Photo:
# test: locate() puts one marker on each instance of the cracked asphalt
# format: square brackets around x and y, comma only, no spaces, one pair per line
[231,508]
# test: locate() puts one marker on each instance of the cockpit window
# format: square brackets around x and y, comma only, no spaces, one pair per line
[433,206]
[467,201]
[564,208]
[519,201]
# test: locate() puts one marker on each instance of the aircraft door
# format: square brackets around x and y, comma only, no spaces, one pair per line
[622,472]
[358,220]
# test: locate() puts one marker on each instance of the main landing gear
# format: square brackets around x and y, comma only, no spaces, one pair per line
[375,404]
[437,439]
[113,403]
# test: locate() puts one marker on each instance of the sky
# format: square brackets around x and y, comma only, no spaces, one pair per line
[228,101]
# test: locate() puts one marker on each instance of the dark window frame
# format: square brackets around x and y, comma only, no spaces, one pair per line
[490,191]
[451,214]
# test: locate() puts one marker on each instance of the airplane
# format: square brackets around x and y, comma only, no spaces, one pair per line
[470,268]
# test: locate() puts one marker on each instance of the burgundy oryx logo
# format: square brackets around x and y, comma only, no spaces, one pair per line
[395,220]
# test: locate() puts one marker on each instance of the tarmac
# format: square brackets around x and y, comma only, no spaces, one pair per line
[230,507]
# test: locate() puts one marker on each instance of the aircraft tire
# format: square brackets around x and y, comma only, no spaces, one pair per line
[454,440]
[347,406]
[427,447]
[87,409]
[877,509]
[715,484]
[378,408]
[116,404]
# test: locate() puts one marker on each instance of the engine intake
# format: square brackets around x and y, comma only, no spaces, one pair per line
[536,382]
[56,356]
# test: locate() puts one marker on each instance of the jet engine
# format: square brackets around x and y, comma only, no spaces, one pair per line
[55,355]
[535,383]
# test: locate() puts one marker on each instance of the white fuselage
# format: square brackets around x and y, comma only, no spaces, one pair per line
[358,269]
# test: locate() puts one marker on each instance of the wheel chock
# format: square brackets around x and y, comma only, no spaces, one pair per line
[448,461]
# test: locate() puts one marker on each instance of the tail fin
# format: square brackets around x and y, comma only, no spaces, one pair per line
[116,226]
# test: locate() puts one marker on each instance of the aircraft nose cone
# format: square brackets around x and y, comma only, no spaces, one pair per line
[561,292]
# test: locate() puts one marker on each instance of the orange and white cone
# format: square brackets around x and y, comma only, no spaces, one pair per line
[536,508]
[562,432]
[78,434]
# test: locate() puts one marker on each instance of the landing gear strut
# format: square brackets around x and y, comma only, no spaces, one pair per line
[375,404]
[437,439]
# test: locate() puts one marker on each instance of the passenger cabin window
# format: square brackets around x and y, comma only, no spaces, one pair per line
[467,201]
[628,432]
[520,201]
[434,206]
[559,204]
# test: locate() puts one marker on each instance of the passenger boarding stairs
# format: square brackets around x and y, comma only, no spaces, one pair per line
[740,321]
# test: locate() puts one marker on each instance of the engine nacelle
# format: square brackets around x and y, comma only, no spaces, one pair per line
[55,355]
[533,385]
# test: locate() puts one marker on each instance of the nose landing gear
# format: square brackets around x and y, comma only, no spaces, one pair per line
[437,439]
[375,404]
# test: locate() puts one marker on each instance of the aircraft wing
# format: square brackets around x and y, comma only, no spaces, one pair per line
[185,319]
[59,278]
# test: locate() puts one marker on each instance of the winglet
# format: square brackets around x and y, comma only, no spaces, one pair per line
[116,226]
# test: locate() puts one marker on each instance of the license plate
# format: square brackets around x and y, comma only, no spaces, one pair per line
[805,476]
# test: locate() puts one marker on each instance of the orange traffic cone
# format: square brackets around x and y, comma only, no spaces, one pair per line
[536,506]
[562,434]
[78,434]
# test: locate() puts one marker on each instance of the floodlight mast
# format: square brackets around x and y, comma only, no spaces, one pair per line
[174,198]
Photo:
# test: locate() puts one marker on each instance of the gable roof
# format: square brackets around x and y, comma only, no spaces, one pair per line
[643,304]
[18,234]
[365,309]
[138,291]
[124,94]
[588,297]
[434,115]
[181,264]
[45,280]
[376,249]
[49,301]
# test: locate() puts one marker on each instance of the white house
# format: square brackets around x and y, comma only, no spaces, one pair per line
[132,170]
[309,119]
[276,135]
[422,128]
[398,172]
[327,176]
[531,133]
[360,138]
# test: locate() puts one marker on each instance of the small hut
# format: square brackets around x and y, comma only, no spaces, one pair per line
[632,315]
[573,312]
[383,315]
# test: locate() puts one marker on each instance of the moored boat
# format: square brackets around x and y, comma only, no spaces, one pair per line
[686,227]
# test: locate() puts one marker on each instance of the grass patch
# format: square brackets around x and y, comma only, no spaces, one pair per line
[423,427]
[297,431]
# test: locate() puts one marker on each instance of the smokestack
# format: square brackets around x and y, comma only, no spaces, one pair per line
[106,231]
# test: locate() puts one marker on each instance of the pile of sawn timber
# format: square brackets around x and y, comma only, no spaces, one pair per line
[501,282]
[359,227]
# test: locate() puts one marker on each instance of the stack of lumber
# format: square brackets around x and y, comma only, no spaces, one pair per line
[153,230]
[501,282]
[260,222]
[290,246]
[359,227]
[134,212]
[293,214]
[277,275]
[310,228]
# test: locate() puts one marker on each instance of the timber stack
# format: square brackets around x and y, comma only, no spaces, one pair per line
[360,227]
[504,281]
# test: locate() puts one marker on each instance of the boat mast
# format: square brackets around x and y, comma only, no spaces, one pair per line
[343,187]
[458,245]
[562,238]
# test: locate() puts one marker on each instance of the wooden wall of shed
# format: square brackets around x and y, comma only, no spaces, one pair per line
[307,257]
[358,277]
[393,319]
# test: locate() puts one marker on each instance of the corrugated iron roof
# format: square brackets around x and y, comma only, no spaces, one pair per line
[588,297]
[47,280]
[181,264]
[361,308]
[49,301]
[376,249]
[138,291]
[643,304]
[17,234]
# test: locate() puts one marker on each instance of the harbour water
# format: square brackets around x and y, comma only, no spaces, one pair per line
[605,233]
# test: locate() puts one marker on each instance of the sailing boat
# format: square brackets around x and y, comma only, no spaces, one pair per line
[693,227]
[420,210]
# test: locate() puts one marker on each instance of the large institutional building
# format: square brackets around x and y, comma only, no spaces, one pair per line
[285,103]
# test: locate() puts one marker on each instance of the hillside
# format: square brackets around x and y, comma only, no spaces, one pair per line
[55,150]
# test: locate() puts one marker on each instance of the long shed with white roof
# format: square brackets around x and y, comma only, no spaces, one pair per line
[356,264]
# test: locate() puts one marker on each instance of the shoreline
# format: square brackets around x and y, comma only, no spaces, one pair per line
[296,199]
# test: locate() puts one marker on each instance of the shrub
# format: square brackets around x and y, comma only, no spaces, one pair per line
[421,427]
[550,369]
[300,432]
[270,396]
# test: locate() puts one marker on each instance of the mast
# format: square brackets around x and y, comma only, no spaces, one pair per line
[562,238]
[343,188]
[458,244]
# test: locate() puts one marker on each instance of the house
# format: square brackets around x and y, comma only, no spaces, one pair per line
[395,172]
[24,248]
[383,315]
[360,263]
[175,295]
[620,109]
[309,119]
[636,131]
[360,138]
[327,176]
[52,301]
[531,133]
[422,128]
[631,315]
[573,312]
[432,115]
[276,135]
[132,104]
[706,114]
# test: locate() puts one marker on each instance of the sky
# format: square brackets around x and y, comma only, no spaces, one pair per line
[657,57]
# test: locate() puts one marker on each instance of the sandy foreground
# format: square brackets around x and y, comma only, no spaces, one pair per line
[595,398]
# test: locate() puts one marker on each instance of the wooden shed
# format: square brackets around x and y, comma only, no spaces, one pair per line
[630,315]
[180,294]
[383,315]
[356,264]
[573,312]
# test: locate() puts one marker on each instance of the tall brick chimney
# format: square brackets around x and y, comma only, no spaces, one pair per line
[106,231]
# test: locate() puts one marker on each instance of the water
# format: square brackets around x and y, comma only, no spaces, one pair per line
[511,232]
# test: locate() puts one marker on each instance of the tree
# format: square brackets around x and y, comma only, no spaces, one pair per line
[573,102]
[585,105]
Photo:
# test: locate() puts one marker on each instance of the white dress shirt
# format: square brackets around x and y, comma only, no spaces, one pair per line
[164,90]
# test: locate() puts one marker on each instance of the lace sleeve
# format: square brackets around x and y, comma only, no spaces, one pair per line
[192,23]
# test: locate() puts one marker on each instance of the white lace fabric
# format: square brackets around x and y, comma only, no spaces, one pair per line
──────────────────────────────
Request: Render the lines from the one containing "white lace fabric" through the end of the records as a Markdown table with the columns Row and Record line, omitting blank lines.

Written solution:
| Row | Record line |
|---|---|
| 1 | # test: locate() puts one marker on each instance of the white lace fabric |
| 2 | # format: square brackets around x and y, comma only, no spaces, one pair per line |